* _What the exercise asks_
Extract the line that contains "[mark] the red carpet" and every line after it to the end of the records below, exactly as written and nothing else.

* _Data rows_
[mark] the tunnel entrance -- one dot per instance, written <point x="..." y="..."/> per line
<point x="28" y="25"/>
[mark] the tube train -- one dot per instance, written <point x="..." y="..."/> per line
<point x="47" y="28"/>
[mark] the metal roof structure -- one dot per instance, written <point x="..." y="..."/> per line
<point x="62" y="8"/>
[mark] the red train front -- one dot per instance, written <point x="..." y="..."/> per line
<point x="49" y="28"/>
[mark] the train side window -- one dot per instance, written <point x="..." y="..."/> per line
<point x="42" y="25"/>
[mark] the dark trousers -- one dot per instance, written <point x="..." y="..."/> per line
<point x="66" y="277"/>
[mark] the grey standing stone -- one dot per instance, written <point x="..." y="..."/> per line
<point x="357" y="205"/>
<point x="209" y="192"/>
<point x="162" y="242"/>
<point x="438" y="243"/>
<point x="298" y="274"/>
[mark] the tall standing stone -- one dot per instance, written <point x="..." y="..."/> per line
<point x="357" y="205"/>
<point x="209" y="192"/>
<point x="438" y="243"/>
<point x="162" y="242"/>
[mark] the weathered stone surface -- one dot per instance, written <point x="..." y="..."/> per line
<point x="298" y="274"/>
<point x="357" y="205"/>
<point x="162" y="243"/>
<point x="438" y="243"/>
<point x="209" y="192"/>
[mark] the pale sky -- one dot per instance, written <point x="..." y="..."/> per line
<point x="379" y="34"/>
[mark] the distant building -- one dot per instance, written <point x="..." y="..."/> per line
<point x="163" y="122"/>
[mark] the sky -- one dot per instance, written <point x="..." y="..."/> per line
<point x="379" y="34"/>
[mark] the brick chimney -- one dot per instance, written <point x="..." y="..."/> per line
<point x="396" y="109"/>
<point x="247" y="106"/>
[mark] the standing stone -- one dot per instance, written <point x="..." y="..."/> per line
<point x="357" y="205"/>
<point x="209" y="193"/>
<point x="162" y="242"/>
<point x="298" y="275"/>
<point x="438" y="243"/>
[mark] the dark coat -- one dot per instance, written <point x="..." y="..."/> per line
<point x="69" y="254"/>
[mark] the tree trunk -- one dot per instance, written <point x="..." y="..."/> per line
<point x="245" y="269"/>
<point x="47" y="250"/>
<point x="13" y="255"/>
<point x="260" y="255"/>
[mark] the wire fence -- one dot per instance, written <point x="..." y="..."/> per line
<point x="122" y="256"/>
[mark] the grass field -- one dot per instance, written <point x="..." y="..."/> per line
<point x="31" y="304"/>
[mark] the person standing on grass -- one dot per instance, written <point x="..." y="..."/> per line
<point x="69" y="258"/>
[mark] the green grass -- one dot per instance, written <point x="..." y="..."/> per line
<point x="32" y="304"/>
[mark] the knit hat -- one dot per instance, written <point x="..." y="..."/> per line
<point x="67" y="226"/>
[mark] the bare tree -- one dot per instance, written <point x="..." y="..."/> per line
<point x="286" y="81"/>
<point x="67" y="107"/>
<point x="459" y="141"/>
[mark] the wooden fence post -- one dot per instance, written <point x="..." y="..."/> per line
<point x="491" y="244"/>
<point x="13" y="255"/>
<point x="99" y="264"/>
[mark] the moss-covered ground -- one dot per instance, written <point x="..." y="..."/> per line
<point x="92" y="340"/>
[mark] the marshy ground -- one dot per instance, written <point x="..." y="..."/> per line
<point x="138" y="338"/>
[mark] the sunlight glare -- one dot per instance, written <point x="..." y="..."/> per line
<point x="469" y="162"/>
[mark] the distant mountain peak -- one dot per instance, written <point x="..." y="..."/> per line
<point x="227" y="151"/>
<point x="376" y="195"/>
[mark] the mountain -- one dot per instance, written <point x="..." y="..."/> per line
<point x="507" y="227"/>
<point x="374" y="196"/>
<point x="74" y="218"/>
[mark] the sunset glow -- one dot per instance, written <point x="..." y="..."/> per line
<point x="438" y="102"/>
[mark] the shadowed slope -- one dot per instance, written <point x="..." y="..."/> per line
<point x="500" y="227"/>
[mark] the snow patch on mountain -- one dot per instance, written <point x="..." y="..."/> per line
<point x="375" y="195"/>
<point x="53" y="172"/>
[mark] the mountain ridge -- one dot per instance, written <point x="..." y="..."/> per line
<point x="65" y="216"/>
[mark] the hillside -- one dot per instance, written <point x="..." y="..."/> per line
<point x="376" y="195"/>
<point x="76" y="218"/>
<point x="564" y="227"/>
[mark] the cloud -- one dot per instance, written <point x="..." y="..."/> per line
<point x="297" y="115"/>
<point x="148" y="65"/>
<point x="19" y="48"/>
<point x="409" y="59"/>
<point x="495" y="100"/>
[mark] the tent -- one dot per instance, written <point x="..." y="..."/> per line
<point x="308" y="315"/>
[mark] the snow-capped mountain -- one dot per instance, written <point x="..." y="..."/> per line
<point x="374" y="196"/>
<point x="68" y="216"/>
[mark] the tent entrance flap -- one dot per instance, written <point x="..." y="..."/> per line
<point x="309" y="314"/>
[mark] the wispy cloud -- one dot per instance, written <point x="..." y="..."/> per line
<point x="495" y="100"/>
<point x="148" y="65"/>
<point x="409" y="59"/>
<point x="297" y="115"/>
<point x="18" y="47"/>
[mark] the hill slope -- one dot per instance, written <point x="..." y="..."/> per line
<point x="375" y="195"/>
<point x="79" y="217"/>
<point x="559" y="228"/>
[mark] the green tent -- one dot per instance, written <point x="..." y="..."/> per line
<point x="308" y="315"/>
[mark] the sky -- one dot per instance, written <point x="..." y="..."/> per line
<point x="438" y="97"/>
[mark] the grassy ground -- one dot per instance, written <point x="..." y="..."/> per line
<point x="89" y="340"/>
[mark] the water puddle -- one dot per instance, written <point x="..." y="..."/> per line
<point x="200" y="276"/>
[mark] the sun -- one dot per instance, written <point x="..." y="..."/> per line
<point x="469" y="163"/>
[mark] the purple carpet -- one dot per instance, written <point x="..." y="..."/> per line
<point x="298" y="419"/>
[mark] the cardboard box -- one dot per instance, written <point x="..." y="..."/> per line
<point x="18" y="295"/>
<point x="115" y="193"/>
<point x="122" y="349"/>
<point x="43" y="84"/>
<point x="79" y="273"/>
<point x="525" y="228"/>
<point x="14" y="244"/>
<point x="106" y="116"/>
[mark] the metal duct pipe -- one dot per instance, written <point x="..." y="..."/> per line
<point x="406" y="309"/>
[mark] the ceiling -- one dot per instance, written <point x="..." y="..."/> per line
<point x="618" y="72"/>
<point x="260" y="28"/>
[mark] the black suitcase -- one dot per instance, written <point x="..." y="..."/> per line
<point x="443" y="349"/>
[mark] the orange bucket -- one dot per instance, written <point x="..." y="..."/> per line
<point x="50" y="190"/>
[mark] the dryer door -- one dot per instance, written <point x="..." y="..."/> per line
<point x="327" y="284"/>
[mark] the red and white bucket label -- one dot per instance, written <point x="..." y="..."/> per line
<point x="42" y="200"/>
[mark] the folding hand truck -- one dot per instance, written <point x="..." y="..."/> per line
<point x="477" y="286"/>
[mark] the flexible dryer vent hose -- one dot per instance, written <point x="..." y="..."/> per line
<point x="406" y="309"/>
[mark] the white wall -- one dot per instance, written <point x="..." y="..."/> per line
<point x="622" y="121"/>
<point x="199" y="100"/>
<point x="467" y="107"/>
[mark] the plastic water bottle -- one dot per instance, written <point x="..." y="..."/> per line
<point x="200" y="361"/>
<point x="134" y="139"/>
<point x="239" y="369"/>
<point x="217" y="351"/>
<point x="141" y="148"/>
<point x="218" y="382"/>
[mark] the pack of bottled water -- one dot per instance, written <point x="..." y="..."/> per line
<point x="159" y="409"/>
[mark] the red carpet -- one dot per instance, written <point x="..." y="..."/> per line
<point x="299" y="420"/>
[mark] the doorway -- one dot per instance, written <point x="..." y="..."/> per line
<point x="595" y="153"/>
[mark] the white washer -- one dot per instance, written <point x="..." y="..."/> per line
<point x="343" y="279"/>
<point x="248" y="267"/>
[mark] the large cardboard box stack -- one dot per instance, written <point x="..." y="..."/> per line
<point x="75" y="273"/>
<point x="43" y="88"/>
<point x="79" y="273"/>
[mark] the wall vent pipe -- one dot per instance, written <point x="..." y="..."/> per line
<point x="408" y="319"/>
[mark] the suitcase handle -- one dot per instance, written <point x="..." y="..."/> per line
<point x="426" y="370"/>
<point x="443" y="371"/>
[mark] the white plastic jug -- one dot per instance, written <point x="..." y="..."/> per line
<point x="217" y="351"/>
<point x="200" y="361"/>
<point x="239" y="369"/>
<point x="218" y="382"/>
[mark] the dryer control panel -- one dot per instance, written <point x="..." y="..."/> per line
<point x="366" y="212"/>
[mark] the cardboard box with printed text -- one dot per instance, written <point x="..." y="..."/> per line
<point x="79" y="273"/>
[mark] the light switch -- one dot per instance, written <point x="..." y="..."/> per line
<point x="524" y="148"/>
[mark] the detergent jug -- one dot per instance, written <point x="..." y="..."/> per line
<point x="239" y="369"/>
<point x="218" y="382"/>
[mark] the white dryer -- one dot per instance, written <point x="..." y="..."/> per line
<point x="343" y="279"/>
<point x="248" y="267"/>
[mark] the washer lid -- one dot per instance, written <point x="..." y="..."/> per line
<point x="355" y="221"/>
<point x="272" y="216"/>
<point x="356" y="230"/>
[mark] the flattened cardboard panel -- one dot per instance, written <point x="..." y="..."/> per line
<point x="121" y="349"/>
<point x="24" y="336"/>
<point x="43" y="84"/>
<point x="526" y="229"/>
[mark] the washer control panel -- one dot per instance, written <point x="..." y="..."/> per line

* _Result below_
[mark] the red carpet -- one dot per instance, written <point x="..." y="..."/> per line
<point x="299" y="420"/>
[mark] the doorway -- one dot per instance, written <point x="..." y="..."/> per line
<point x="595" y="153"/>
[mark] the white washer -- one dot per instance, written <point x="..." y="..."/> per line
<point x="343" y="279"/>
<point x="248" y="267"/>
[mark] the large cardboard box stack -- one dot per instance, written <point x="..." y="..."/> per line
<point x="75" y="273"/>
<point x="43" y="88"/>
<point x="79" y="273"/>
[mark] the wall vent pipe -- one dot per instance, written <point x="..." y="..."/> per line
<point x="408" y="319"/>
[mark] the suitcase handle -- one dot per instance, written <point x="..." y="..."/> per line
<point x="426" y="370"/>
<point x="443" y="371"/>
[mark] the white plastic jug -- one dot per instance, written <point x="..." y="..."/> per line
<point x="217" y="351"/>
<point x="200" y="361"/>
<point x="239" y="369"/>
<point x="218" y="382"/>
[mark] the dryer control panel -- one dot per instance, written <point x="..." y="..."/> per line
<point x="366" y="212"/>
[mark] the cardboard box with printed text -- one dot per instance, written <point x="..." y="..."/> per line
<point x="79" y="273"/>
[mark] the light switch -- one dot per instance, written <point x="..." y="..."/> per line
<point x="524" y="148"/>
[mark] the detergent jug -- one dot per instance, written <point x="..." y="..."/> per line
<point x="239" y="369"/>
<point x="218" y="382"/>
[mark] the white dryer -- one dot per instance, written <point x="..." y="..."/> per line
<point x="343" y="279"/>
<point x="248" y="267"/>
[mark] the washer lid -- one dot per instance, written <point x="..." y="..."/> per line
<point x="355" y="221"/>
<point x="272" y="216"/>
<point x="356" y="230"/>
[mark] the flattened cardboard panel -- one dot per instance, written <point x="..." y="..."/> per line
<point x="121" y="349"/>
<point x="24" y="336"/>
<point x="43" y="84"/>
<point x="526" y="229"/>
[mark] the washer control panel -- one dot per instance, written <point x="..." y="..."/> per line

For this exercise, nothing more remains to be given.